* _MATERIAL SUPPLIED_
**********
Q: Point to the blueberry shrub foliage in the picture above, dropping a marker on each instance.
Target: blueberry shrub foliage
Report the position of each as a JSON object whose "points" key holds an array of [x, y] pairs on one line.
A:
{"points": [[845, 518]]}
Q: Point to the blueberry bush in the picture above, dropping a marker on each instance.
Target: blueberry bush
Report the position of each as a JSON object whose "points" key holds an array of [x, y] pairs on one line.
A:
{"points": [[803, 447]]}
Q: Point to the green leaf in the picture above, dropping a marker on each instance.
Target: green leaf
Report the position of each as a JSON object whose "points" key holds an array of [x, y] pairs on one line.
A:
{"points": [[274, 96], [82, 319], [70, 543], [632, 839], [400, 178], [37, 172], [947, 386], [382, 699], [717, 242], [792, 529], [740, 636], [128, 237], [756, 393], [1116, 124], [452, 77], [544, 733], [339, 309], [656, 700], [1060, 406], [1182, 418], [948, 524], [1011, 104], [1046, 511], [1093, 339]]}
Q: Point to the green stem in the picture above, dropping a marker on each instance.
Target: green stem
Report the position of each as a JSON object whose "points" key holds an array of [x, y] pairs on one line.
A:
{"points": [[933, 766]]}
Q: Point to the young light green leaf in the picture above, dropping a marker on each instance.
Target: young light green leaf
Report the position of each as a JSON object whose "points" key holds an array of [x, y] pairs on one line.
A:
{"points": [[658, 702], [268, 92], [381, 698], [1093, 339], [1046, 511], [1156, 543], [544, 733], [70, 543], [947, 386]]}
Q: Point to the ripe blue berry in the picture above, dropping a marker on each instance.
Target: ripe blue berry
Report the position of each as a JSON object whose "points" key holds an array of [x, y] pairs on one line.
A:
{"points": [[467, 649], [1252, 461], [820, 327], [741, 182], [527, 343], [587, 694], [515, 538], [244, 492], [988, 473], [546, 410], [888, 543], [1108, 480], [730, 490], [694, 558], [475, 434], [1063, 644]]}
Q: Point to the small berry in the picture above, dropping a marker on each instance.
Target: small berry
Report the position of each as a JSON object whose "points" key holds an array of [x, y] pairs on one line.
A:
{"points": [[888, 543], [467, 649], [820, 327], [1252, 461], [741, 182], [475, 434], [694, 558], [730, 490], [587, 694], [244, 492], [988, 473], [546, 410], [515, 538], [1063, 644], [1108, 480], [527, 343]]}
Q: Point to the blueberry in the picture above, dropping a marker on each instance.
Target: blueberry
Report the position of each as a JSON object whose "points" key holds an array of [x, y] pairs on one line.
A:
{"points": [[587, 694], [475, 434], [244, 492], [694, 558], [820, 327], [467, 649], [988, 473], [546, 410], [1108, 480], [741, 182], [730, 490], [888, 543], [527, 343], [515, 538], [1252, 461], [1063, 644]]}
**********
* _TASK DETAILS_
Search the records above for the string "picture" and copy each line that holds it.

* _COMPLETED EXERCISE_
Q: Point to the blueberry shrub foliage in the picture above, dropping a marker on each instance.
Q: Point to the blueberry bush in the picture above, dropping a marker on each instance.
Q: Point to the green leaf in the picture above, dropping a marker on each instance.
Q: Point to the green stem in the picture above, dropping a marker on each instance.
Q: Point to the young light green leaf in the picture above, dropping a marker on each instance.
Q: Point to the ripe blue berry in the picture above, dropping a marker on each instance.
Q: Point to the small berry in the picture above, dropping a marker on each instance.
Q: Point to the blueberry in the picture above, dropping a marker on each instance.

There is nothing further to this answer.